◆ 課題 ◆
以下の俳句の選評を、最後に示された箇所の後から続けて書いてください。

◆ 抜粋テキスト ◆
################
1月31日(1句)
★厳寒に斎庭の砂の白々と/廣田洋一
斎庭(ゆにわ)は、神を祀るために清められた庭。斎庭に敷かれた砂は、ただでさえ、清らかであるが、厳寒には、特に、ものみな、清められた感覚になるので、白々とした砂に一層の清らかさを思った。(高橋正子)
1月30日(1句)
★榛名富士雪さやかなり湖に映ゆ/小口泰與
写真のようにくっきりとした景色。雪を冠った榛名山が湖に映り、「さやかな」様子。寒さの中にある清々しさ。(高橋正子)
1月29日(2句)
★青空にかすかな赤み冬芽かな/廣田洋一
冬木はまだ枯れたように立っているばかりと思いきや、青空に透けた枝先には、かすかに赤い冬芽が見えた。冬木は春の気配に動き始めたようだ。(高橋正子)
★風花や時に無風の青空に/桑本栄太郎
風花のする空であるが、時に風が止んで、驚くような青空が広がる。風花は遠い雪山からの風に乗って来たのだから、風花もぴたっと止んでしまった。(高橋正子)
1月28日(2句)
★葉牡丹や渦巻く日差し取り込みぬ/廣田洋一
日差しが渦巻くのではないが、葉牡丹の葉が巻く渦が日差しを渦巻き状に巻き込んでいる。そんな印象を句にした。(高橋正子)
★日脚伸ぶ車窓過ぎ行く福山城/桑本栄太郎
福山は私の郷里であるので特別な感懐が湧くが、福山城は、駅のすぐ傍に立つ小さい城で、漆喰の白壁が季節季節の光を反射して、それが特徴的で印象的なのだ。日脚伸ぶ感懐も実感として伝わる。(高橋正子)
1月27日(1句)
################
◆ 利用可能データ ◆
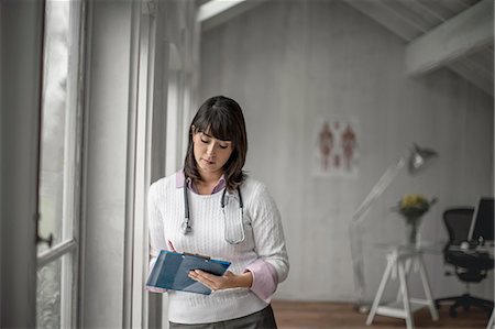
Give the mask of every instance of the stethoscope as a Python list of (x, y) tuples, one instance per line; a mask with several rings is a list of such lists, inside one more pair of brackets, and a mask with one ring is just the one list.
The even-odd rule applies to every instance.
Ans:
[[(187, 183), (184, 185), (184, 222), (180, 227), (183, 234), (188, 234), (193, 228), (190, 227), (190, 213), (189, 213), (189, 197), (187, 195)], [(244, 232), (244, 226), (243, 226), (243, 218), (244, 218), (244, 204), (242, 202), (242, 195), (241, 195), (241, 188), (238, 187), (238, 195), (239, 195), (239, 223), (238, 228), (240, 228), (240, 237), (235, 237), (239, 232), (232, 232), (235, 230), (233, 228), (233, 221), (227, 220), (227, 213), (226, 213), (226, 193), (227, 188), (223, 189), (222, 198), (220, 200), (220, 206), (222, 208), (223, 212), (223, 220), (224, 220), (224, 239), (230, 244), (238, 244), (244, 241), (245, 239), (245, 232)]]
################
◆ 出力結果 ◆
★駅前の青き空より風花す/廣田洋一
駅前の少し広い青空から、風花が舞う。風花の儚さと美しさが目に見える。(高橋正子)
1月26日(2句)
★赤城より冷気とどくや凍豆腐/小口泰與
凍豆腐は、家庭では、水を切った豆腐を夜は氷点下にもなる戸外に吊るして作る。赤城からの冷気に美味しい凍豆腐が出来上がる。厳しい寒さを利用し、工夫して人は生活している。(高橋正子)
★炭熾り時にぱちんと弾けたり/多田有花
炭火が燃える様子は、見ていて飽きない。炭火が熾って、時にぱちんと弾ける。ぷんと炭の匂いがする。どんな具合のときに弾けるのか知らないが、炭火も時に小さな声を出している。とてもいい時間がある。(高橋正子)
1月25日(2句)
<北摂妙見山・台風21号の爪跡残る>
★傷みつつ寒晴へ立つぶなの木々/多田有花
「傷みつつ」は具体的にどのような状態かな、と思う。ぶなは落葉するが、枯れた葉が落ちないで枝に付いたままのもある。そんな木々のことだろうか。ぶなの大木は寒晴の空へと傷みつつも毅然と立っている。そんな姿に心を打たれた。(高橋正子)
★ぽつぽっと草生え出ずる冬田道/廣田洋一
冬田道を歩き、ふと足元をみると、「ぽつぽつと」緑の草が生えている。枯草の中のささやかな緑にうれしい気持ちになる。(高橋正子)
1月24日(1句)
★春を待つ櫟林を登りゆく/多田有花
櫟林の空は、寒中とは言え、空の光は意外にも強くあかるくなっている。そこを登れば、待春の思いになる。(高橋正子)
1月23日(3句)
★息白し神と仏の居りし部屋/小口泰與
民家で客間として使われる部屋には、仏壇があり、神棚が祀られていることがある。私の生家もそうであったが、朝などは、火もまだ入れず、畳も冷たかった。家の中ながら吐く息も白い。神仏の部屋の緊張感が伝わる。(高橋正子)
★寄れば香に触れるが如し寒の梅/多田有花
ぽつぽつと咲き始めた寒中の梅であるが、近寄れば、いい匂い。香りに触れる感じがする。寒中の貴重な香りだ。(高橋正子)
★風花とみえしばかりに風に消え/古田敬二
風花は、遠方の山岳付近に風雪が起き、それが上層の強風に乗って風下にひらいする現象といわれる。晴れていながら雪片が舞う。その風花が舞うのが見えたと思うと、もう、風に消えている。はかなく、美しいものの一つだ。(高橋正子)
1月22日(1句)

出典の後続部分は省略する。